- PROMPT A: Copy out the rows from the line with "Could you point to the sandy" to the line with "point(443, 1080)", request lines included, and shift every coordinate in the answers by adding 38 to each number. Leave the sample coordinates inside the requests unchanged.
─── EXTRACT TO READ ───
I am sure it would be in accordance with the interest of the community and the administration of justice if such a change could now be made. In fact, I think it could be said, using a legal expression, that the degree of the improvement of the administration of justice can be measured by the length of the Lord's Chancellor's foot, and most of them, it seems, have somewhat small feet. At any rate, they have not either the time or the staff or the opportunity for undertaking the fundamental and wide reform that is necessary in our legal procedure, and if we are to keep it up to date and a good service to the community, one that can be utilised to settle disputes finally and quickly, I feel that it is quite time that we undertook that measure of reorganisation.

This particular Bill has no vices in it excepting perhaps vices of omission, and there are only two matters with which I want to deal. I should like, first of all, to ask the right hon. and learned Gentleman for a little further explanation of Clause 3. He has told us that it is proposed in future to carry out the work with five Chancery Judges. He will realise that at the present time the method is to have two sets of three Chancery Judges, one doing Chambers work and similar work, one doing the short witness lists, and one doing the long witness lists and Chambers lists, each in little groups, so that the work can be followed through in either one of those sets. I do not quite understand how the Lord Chancellor is going to arrange this with five judges, because there will not be two complete sets. Does it mean a complete reorganisation of the whole of the present method of procedure in the Chancery Division? The Chancery Division, as the right hon. and learned Gentleman knows, is rather different from the King's Bench Division, because it is often necessary for judges to retain and follow through cases which last for many, many years, such as wills, guardianship of infants, and similar cases. There is not the same flexibility of moving from one judge to another as there is in the King's Bench Division. I shall be interested to know, and I think other people will as well, how it is proposed, with five judges, to work the system which has so far been worked on the Chancery side.
─── ITEMS ───
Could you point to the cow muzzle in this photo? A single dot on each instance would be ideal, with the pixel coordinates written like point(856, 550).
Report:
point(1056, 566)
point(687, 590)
───
─── ITEMS ───
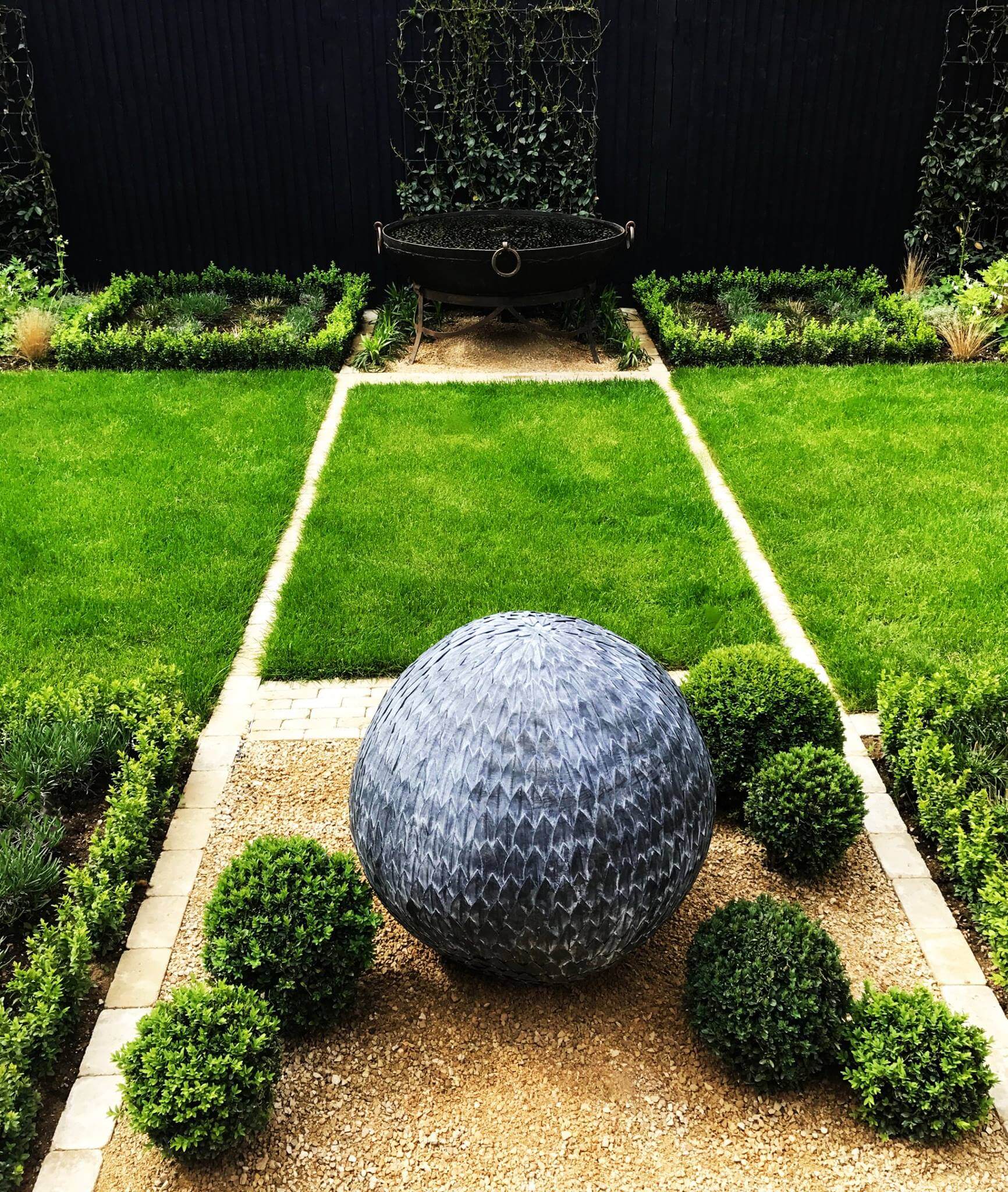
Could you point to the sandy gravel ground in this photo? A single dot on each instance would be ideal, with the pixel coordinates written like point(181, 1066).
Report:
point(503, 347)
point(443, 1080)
───
─── ITEMS ───
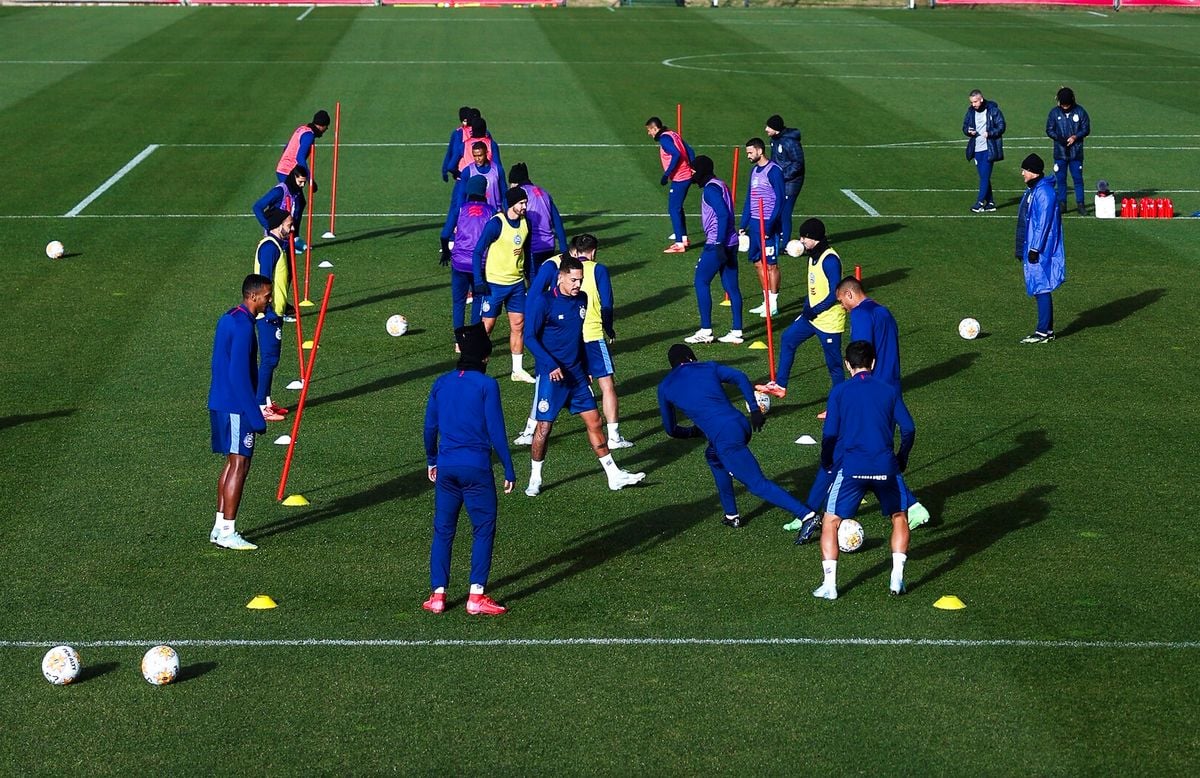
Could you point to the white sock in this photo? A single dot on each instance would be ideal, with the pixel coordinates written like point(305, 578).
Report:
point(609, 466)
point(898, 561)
───
- PROMPT B: Using the debate passage on the Chancery Division, say whether each statement agrees with it, and quote the words that decide it: (i) The speaker says the Bill has no vices except perhaps vices of omission. (ii) The speaker says the King's Bench Division offers less flexibility in moving between judges than the Chancery Division. (iii) It is proposed to carry out the work with five Chancery Judges.

- EXERCISE RESPONSE A:
Could you point to the sandy gravel ground in this photo? A single dot on each instance would be ideal, with the pixel coordinates written like point(181, 1066).
Report:
point(541, 385)
point(481, 1118)

- EXERCISE RESPONSE B:
(i) Yes: "This particular Bill has no vices in it excepting perhaps vices of omission"
(ii) No: "There is not the same flexibility of moving from one judge to another as there is in the King's Bench Division."
(iii) Yes: "it is proposed in future to carry out the work with five Chancery Judges."